Requirements:
Using the sermon post below, decide whether each statement agrees with it: 1. The new baby, Jack, arrived on Saturday, July 12. 2. During a stay in northern New Jersey last summer, the author went to a game at Yankee Stadium. 3. The July 20 sermon was recorded. Answer yes or no for each and quote the words of the sermon post that decide it.

Page text:
Monday, July 21, 2008

Oops--Audio from July 13

In the baby hubbub, never posted this sermon here! E-mail me for the text...

Sermon from Sunday, July 20

Sorry to be late with all this--Jill and I welcomed our new baby Jack on Sat, Jul 12 so life has been hectic. In addition, didn't get to record this week's sermon, but here it is in written form, based on Acts 3:1-10, the healing of the lame man by Peter and John at the temple.

This morning finds us at our second sermon in our summer series on the Lord’s Prayer. Last week, we looked at the opening phrase, “Our Father, who art in heaven,” and we explored the way in which those names both give us a picture of God as intimate and distant. He is our Father—he is close to us in good times and bad, he provides for us—and yet there is a very real sense in which he is distant and very different from us. Both of these ideas—God’s closeness and God’s distance—are very important in getting a picture in who God really is, and both of these ideas are very important in the way that we pray. Yes, we approach God intimately, like a friend, but we dare not forget the fact that he is other than us.
Today, we move on to the next phrase, “Hallowed be Thy name.” Hallowed is kind of a funny word, which we don’t really use much anymore. You probably have heard the word “hallowed” in the last week if you’re a baseball fan. The All-Star game was held up at Yankee Stadium this past Tuesday night; those of you who follow baseball know that Yankee Stadium is going to be torn down after this year. I regret never having gone there to see a game; last summer I was in northern New Jersey for a few days and thought about going up to the Stadium to see a game, but I decided not to. Tough choice, and I sort of wish I had gone. Yankee Stadium is one of those places which I feel like I should have seen; the place where the giants of the past and present played the game: Babe Ruth and Lou Gehrig and Joe Dimaggio and Mickey Mantle . Yankee Stadium is one of those few places that for baseball fans is “hallowed ground.” That word—“Hallowed”—is one we reserve for venerable, old places or concepts. Perhaps the concept of hallowed is best described as “especially honored.” We speak of that “hallowed ground” of Yankee Stadium because the great ones played there; we speak of the “hallowed halls” of our alma mater because we honor the schools where we grew up and learned. Those places are especially honored.

Entries provided:

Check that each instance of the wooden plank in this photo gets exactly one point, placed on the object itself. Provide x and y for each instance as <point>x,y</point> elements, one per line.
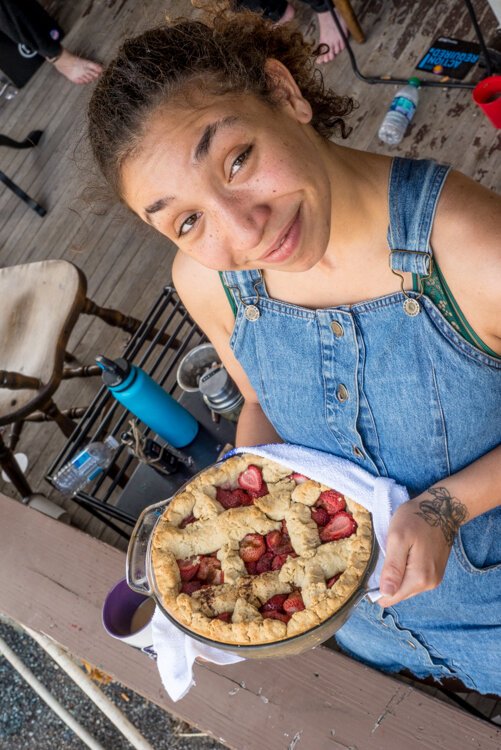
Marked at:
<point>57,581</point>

...

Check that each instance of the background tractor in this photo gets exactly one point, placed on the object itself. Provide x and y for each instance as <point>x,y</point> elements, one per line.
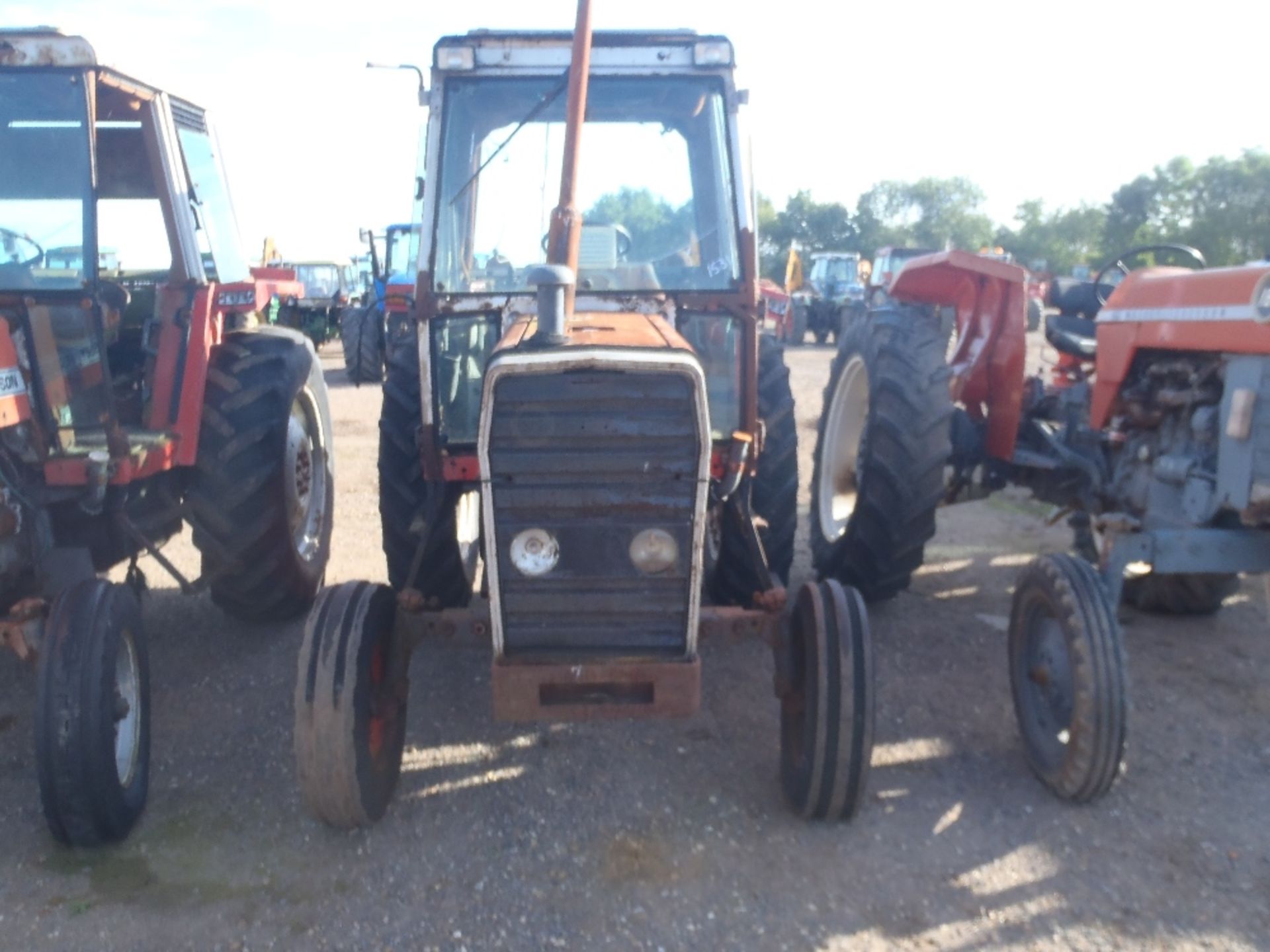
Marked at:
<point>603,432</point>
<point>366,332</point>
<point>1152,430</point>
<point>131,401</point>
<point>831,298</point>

Written response:
1. Yes: "Jill and I welcomed our new baby Jack on Sat, Jul 12"
2. No: "thought about going up to the Stadium to see a game, but I decided not to"
3. No: "didn't get to record this week's sermon"